▶ [The records]:
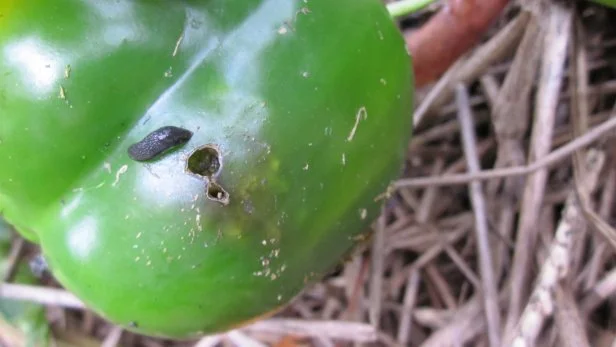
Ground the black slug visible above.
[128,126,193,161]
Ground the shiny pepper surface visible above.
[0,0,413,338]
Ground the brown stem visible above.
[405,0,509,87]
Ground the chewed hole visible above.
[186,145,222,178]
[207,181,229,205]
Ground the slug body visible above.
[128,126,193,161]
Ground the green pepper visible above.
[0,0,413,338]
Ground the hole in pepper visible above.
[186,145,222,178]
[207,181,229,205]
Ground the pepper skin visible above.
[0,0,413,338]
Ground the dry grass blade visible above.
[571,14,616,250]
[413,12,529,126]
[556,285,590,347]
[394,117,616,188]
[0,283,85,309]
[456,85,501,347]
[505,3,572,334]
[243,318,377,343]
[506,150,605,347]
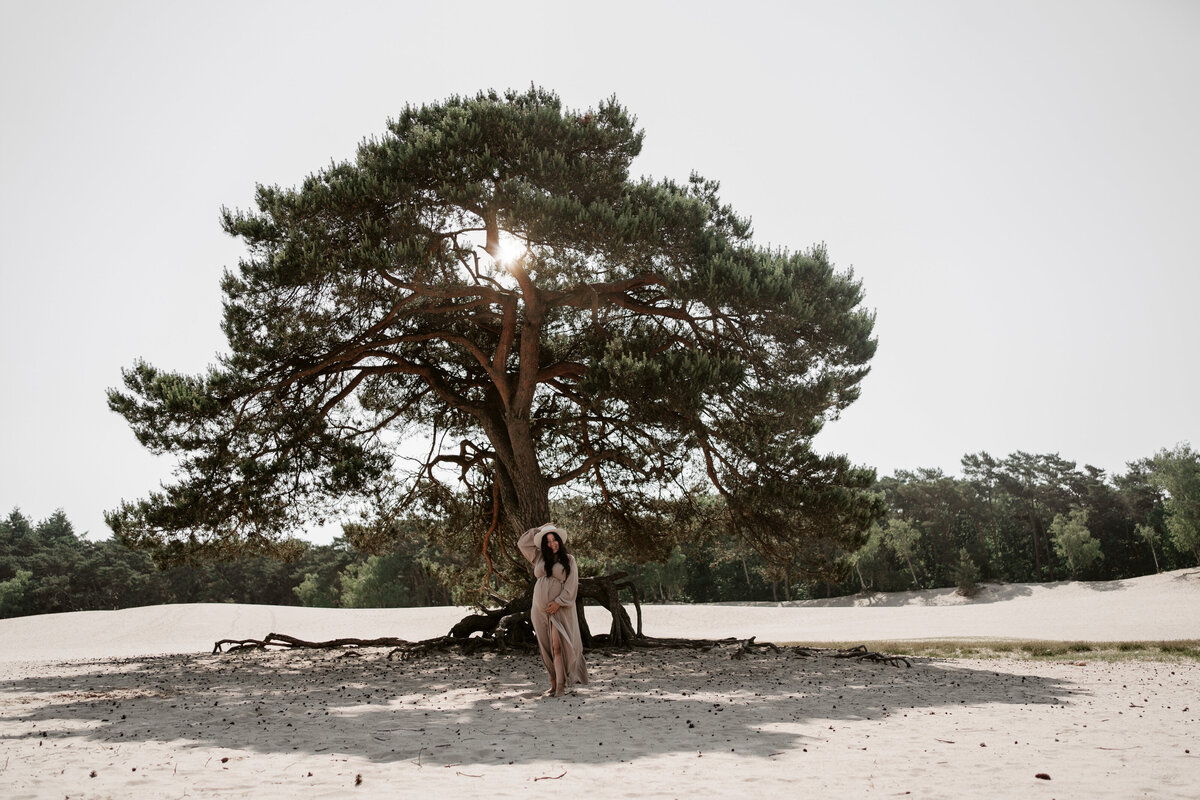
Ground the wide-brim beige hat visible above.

...

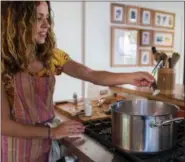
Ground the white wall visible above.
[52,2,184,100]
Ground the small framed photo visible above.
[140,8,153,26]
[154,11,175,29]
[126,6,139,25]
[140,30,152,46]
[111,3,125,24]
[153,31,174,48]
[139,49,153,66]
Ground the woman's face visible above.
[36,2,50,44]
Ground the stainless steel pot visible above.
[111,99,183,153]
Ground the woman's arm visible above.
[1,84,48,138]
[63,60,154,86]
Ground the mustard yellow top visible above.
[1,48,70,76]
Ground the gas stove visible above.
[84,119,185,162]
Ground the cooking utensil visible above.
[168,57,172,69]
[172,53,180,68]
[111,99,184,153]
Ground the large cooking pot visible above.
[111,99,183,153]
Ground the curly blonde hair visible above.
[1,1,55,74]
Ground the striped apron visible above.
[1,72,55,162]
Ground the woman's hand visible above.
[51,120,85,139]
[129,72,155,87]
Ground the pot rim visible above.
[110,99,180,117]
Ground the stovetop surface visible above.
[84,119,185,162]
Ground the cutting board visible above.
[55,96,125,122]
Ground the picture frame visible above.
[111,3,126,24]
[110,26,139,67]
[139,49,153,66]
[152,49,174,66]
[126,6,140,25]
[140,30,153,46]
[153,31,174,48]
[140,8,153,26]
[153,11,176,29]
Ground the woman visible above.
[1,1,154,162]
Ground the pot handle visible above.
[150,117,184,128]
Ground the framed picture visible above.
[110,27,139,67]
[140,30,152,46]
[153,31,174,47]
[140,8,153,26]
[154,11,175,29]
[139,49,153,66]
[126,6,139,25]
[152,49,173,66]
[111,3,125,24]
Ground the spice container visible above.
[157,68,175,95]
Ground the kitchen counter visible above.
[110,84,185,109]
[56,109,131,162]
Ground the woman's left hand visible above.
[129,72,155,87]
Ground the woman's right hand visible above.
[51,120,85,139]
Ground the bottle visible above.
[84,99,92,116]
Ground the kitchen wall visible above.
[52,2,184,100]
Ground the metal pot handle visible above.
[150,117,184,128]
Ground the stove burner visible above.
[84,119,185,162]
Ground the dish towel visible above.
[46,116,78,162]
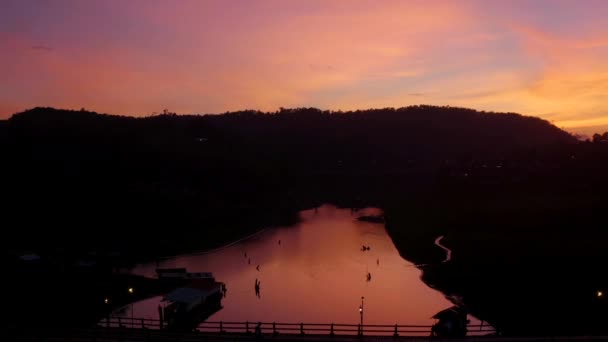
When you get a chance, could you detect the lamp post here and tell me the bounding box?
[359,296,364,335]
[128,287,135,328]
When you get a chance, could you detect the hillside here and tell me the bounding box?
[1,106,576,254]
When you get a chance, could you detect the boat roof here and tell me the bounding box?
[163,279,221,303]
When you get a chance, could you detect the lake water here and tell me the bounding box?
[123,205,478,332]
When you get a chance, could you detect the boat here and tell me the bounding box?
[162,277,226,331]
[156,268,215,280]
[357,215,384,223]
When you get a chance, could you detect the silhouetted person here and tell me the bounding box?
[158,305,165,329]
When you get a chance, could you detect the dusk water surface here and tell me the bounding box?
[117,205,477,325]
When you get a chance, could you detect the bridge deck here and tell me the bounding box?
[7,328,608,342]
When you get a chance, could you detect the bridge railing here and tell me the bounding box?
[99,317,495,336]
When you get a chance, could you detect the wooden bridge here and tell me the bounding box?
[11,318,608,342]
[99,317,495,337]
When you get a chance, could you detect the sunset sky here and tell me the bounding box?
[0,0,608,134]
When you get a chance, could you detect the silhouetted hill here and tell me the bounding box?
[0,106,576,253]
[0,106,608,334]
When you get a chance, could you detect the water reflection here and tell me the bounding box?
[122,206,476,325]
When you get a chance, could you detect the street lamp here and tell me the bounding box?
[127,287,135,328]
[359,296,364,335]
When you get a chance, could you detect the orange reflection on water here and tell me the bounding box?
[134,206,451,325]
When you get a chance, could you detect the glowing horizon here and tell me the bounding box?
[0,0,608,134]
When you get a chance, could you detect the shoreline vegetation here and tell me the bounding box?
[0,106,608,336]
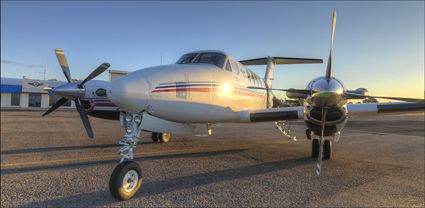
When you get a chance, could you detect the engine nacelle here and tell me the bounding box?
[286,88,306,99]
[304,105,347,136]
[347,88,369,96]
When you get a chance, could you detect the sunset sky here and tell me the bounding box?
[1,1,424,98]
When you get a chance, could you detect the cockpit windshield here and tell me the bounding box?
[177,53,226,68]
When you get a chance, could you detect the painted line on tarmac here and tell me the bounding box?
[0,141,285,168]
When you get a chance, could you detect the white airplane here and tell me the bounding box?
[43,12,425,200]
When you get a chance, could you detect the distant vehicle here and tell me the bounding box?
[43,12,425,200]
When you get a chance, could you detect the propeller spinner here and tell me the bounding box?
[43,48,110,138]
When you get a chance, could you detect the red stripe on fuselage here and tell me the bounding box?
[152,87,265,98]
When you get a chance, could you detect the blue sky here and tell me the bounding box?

==

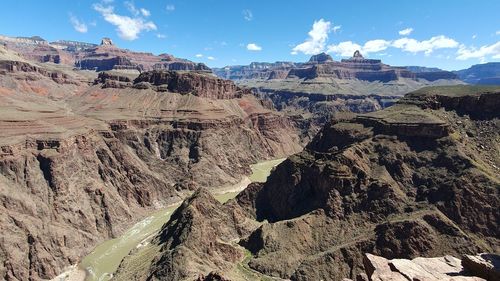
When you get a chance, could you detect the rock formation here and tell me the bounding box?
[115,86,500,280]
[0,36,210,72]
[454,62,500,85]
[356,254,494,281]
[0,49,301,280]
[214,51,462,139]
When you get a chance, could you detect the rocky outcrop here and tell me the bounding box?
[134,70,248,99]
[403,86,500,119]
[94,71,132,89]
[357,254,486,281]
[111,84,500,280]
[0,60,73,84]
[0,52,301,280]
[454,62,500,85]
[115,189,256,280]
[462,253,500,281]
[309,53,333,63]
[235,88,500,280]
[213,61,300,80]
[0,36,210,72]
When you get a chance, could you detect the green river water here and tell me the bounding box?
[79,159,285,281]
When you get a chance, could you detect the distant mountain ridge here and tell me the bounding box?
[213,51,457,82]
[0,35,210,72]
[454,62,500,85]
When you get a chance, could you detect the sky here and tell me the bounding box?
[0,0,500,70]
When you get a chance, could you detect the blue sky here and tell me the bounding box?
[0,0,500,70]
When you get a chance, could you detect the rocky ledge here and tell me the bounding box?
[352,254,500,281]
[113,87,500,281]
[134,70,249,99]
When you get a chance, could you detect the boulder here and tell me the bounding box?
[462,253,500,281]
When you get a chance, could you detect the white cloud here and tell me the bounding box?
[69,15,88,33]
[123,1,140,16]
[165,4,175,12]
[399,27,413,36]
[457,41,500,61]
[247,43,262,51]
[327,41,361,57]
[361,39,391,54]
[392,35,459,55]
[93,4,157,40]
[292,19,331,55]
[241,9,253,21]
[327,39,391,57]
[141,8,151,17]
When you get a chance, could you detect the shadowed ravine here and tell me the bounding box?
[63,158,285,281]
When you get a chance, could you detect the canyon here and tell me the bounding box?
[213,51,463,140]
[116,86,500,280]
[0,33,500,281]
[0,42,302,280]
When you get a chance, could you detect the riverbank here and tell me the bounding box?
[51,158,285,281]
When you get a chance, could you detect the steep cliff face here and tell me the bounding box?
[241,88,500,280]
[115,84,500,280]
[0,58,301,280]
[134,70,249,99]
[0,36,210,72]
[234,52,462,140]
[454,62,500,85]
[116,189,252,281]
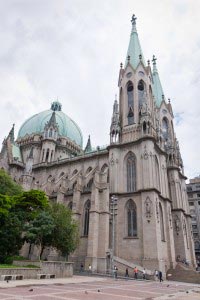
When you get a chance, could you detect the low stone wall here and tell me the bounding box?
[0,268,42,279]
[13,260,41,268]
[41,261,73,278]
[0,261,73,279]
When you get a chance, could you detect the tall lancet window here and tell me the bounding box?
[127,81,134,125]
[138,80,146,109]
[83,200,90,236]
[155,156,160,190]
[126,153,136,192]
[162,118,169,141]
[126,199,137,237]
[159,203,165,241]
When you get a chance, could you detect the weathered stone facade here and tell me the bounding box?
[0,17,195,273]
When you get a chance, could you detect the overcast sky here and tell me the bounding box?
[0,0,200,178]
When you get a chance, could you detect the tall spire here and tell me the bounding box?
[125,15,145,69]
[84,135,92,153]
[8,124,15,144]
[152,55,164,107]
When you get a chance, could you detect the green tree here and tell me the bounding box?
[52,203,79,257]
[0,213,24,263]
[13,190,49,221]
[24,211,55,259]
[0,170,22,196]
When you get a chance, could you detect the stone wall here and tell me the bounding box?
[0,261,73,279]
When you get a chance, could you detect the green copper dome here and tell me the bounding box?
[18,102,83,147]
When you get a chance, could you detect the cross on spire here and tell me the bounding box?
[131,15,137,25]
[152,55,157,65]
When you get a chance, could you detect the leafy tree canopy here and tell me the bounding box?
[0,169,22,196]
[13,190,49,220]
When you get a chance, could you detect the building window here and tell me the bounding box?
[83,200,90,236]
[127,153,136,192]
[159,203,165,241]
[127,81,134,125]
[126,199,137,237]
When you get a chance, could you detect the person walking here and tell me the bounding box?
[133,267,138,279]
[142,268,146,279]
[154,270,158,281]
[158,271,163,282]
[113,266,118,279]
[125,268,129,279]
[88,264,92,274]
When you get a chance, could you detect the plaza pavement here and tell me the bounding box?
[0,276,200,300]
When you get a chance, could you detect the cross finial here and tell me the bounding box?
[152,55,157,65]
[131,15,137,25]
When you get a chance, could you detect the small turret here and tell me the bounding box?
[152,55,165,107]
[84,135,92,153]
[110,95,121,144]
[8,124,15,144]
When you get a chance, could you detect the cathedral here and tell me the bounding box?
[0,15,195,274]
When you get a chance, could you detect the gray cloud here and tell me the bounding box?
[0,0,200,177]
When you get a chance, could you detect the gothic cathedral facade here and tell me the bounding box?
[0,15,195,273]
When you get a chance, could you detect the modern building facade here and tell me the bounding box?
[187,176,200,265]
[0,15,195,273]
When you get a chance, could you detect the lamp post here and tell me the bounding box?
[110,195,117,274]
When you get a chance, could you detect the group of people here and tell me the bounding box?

▶ [The task]: Retype the listing from the line with "Ground the black slug visible above." to the line with "[506,150,605,347]", both of those lines included, without changing a character.

▶ [Final result]:
Ground the black slug visible above.
[128,126,193,161]
Ground the shiny pepper surface visible above.
[0,0,413,338]
Ground the brown stem visible above.
[405,0,509,87]
Ground the chewed hole visible above.
[186,145,222,178]
[207,181,229,205]
Ground the slug body visible above.
[128,126,193,161]
Ground the green pepper visible above.
[0,0,413,338]
Ground the hole in pepper visible above.
[186,145,222,178]
[207,181,229,205]
Ground the pepper skin visible above.
[0,0,413,338]
Ground the dry grass blade visible above.
[571,14,616,250]
[413,12,529,126]
[556,285,590,347]
[394,117,616,188]
[0,283,85,309]
[456,85,501,347]
[505,3,572,334]
[243,318,377,343]
[506,150,605,347]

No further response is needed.